(Extracted records)
- Opening Delimiter -
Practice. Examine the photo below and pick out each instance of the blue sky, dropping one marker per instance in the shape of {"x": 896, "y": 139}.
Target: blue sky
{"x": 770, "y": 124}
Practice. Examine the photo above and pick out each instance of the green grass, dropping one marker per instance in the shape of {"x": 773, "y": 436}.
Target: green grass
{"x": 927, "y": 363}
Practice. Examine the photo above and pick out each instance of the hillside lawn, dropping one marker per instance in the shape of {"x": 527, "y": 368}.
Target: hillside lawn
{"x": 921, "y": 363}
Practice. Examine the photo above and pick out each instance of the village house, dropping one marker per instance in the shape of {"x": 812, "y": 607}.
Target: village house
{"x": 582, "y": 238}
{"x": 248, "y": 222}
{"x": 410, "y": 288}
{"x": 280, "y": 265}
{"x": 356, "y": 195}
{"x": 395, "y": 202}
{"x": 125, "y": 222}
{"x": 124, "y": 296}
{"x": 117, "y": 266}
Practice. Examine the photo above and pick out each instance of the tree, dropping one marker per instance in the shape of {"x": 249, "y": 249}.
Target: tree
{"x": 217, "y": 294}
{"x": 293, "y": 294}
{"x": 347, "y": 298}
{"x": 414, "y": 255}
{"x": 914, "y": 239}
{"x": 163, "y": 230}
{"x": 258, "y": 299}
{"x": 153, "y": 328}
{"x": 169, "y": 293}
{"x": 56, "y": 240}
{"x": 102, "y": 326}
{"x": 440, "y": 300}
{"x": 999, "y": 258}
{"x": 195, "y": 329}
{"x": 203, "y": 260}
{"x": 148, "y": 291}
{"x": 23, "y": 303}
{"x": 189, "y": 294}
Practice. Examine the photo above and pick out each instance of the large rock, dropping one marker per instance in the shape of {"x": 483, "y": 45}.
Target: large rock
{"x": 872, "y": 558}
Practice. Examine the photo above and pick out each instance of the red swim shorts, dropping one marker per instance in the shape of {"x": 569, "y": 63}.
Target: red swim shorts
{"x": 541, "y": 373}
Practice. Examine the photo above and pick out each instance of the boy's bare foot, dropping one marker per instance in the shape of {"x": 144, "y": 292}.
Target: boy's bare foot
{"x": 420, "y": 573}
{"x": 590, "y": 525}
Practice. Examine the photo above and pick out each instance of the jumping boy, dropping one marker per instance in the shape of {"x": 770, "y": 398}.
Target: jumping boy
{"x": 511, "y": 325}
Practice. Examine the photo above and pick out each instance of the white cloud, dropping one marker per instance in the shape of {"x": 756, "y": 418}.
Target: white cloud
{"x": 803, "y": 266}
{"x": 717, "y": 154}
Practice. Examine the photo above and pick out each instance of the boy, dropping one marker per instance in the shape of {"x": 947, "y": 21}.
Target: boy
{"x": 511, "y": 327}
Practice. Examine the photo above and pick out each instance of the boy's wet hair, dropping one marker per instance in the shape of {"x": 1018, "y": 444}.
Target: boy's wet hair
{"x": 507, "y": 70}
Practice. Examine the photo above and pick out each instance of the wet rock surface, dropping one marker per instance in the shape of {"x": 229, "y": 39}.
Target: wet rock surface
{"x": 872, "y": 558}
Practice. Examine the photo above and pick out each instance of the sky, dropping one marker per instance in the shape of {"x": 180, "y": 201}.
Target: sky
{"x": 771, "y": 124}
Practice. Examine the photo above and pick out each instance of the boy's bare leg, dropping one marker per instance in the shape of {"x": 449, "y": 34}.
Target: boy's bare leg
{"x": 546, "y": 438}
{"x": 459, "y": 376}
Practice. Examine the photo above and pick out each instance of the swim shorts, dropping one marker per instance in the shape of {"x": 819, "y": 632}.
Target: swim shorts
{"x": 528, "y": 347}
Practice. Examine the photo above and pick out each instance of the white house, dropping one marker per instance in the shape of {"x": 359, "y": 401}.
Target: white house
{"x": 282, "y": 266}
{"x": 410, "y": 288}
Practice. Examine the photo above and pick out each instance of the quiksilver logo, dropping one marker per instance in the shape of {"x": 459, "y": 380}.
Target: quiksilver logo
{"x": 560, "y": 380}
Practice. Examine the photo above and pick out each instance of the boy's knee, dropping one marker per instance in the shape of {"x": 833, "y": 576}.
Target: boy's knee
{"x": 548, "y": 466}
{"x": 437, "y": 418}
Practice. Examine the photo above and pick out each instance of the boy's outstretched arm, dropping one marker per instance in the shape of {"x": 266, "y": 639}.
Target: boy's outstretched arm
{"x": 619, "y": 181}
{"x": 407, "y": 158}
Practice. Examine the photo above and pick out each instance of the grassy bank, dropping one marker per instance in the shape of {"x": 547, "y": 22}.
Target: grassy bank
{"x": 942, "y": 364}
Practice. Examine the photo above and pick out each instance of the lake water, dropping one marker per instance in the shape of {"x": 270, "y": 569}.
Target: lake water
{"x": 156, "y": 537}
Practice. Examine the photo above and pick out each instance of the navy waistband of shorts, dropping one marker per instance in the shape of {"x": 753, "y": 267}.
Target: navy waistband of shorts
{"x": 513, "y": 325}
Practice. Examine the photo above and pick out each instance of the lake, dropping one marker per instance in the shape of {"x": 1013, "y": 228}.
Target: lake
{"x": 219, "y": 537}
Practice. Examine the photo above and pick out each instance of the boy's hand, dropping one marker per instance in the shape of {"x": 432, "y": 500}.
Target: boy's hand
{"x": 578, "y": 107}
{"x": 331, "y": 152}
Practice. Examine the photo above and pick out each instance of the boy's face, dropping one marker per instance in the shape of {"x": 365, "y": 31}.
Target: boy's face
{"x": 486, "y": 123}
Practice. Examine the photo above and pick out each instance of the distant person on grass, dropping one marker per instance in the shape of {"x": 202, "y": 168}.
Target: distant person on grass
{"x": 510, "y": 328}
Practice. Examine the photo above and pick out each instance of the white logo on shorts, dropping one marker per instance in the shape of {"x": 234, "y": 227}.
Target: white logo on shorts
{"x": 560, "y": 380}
- Closing Delimiter -
- Opening Delimiter -
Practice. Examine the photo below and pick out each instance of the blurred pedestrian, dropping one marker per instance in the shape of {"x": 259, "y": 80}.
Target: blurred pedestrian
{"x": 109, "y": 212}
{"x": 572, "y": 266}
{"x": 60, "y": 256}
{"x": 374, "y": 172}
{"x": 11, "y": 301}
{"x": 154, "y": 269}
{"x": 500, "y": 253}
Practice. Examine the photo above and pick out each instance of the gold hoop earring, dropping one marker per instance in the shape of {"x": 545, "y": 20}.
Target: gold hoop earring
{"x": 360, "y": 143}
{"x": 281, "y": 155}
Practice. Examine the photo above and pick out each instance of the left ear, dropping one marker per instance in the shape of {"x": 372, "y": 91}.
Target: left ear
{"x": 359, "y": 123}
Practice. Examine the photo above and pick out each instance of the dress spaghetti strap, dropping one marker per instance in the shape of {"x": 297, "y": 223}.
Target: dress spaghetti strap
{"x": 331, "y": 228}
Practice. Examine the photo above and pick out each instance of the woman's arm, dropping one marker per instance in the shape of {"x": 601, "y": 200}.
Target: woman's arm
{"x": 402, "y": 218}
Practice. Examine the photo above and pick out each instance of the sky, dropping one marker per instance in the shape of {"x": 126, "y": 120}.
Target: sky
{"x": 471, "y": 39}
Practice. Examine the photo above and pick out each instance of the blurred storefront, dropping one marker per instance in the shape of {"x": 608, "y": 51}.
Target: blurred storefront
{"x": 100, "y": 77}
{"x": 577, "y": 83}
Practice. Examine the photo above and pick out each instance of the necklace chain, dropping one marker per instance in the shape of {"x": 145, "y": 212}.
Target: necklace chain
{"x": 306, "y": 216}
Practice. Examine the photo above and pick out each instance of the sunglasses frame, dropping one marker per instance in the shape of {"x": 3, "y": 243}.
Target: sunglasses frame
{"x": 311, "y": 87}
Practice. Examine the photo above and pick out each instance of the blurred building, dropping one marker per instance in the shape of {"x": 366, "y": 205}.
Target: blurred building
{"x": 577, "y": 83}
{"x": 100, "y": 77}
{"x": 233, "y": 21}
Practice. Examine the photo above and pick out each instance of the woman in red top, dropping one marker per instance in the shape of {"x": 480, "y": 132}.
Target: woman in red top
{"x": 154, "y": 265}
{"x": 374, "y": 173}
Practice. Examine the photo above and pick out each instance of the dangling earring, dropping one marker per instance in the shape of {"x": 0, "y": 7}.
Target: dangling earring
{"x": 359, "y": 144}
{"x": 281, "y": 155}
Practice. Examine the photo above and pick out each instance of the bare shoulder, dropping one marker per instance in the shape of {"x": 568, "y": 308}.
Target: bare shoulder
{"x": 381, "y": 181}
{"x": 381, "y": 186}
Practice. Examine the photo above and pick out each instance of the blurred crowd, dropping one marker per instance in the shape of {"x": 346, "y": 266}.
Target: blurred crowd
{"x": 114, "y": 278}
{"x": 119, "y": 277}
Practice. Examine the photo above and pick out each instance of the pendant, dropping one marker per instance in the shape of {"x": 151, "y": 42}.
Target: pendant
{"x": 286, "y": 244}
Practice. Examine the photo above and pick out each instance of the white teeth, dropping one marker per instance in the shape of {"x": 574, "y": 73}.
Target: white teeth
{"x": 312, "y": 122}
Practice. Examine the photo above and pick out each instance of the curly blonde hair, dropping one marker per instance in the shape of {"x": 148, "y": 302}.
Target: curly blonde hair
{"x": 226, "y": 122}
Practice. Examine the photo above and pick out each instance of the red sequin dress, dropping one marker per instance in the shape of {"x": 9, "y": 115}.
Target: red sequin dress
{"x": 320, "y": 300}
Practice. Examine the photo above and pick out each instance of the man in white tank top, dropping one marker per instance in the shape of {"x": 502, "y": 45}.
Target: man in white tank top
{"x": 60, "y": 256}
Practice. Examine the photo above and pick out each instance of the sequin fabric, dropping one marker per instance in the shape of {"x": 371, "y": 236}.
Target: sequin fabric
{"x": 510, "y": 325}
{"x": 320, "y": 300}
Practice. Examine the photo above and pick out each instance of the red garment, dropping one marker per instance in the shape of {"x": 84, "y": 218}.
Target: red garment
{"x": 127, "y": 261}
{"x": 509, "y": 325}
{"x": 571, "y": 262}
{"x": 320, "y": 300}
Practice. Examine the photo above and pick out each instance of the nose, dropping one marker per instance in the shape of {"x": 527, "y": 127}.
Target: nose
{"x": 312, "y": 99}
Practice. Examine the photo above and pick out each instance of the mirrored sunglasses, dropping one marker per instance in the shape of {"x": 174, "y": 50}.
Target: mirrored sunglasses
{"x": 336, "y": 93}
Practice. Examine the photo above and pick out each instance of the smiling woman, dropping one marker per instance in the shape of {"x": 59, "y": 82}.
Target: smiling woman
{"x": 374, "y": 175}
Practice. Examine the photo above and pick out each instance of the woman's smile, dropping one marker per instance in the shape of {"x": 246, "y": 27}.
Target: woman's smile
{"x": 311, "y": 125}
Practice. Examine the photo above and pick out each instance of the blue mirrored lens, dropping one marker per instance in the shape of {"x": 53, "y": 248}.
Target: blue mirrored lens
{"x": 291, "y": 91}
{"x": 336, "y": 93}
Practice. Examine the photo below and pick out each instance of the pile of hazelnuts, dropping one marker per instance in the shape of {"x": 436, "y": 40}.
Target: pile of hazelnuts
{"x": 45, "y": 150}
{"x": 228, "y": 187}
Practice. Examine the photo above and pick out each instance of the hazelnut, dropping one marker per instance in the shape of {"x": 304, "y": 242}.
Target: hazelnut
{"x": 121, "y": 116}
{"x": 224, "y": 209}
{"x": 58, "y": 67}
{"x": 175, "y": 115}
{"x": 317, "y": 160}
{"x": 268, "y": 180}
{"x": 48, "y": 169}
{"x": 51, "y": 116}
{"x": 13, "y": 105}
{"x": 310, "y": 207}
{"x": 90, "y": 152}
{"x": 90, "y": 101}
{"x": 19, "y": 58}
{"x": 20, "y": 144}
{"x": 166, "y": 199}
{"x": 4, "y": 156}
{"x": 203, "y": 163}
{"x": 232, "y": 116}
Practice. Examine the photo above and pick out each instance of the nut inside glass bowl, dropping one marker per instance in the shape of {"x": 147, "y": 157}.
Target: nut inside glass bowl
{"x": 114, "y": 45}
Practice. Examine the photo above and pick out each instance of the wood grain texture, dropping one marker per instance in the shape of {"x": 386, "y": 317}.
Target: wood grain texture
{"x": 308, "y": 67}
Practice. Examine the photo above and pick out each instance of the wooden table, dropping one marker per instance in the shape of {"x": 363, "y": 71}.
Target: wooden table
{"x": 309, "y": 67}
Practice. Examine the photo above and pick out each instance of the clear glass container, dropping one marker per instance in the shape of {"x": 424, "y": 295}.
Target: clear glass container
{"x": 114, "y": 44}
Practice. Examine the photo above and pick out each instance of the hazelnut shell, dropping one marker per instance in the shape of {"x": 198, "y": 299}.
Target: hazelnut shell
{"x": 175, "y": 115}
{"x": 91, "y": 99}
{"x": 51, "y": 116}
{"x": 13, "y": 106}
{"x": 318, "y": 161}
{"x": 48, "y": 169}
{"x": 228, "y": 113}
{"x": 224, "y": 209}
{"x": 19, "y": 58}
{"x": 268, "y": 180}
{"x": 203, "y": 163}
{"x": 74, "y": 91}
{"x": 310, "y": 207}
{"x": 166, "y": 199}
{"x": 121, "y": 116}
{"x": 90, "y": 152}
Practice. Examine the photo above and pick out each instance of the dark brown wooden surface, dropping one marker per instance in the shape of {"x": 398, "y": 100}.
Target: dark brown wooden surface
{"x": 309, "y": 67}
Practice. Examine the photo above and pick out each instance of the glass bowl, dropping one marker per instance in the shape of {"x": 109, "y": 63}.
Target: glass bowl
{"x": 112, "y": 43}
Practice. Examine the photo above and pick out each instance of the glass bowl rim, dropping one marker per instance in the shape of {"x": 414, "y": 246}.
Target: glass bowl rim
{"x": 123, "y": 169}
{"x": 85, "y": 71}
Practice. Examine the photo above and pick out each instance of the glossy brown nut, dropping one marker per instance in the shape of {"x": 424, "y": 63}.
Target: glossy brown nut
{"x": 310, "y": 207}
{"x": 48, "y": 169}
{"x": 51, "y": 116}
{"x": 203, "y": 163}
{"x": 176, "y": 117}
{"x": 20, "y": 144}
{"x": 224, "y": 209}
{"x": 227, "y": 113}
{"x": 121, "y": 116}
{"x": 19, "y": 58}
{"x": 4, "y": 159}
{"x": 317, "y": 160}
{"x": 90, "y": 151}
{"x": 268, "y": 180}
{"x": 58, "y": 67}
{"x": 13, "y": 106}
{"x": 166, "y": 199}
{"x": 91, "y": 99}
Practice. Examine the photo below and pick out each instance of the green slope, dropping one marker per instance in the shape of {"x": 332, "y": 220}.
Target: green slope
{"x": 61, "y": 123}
- Closing Delimiter -
_Assignment_
When the line with "blue sky, dropping" is reached in the data above, begin copying, and stop after the line with "of the hillside"; copy each line exactly, both ends included.

_Result for this exercise_
Practice. Examine the photo below and pick out each instance of the blue sky, dropping one marker per instance in the shape of {"x": 896, "y": 139}.
Target: blue sky
{"x": 770, "y": 124}
Practice. Examine the photo above and pick out each instance of the green grass, dropping one marker per instance in the shape of {"x": 773, "y": 436}.
Target: green grass
{"x": 927, "y": 363}
Practice. Examine the photo above and pick out each instance of the hillside lawn, dropping one marker per instance in the shape of {"x": 527, "y": 368}.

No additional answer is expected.